*Exercise brief*:
Before doing anything else, copy the entries below exactly.

*Data extracted from a collection*:
⟨
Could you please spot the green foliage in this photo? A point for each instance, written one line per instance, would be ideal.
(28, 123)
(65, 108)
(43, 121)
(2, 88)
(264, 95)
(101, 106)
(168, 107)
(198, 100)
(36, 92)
⟩
*Result of the task*:
Could you please spot the green foliage in this photo? A point for each instance, written one line per instance, would be ideal.
(28, 123)
(65, 108)
(43, 121)
(2, 88)
(264, 95)
(101, 106)
(168, 107)
(198, 100)
(36, 92)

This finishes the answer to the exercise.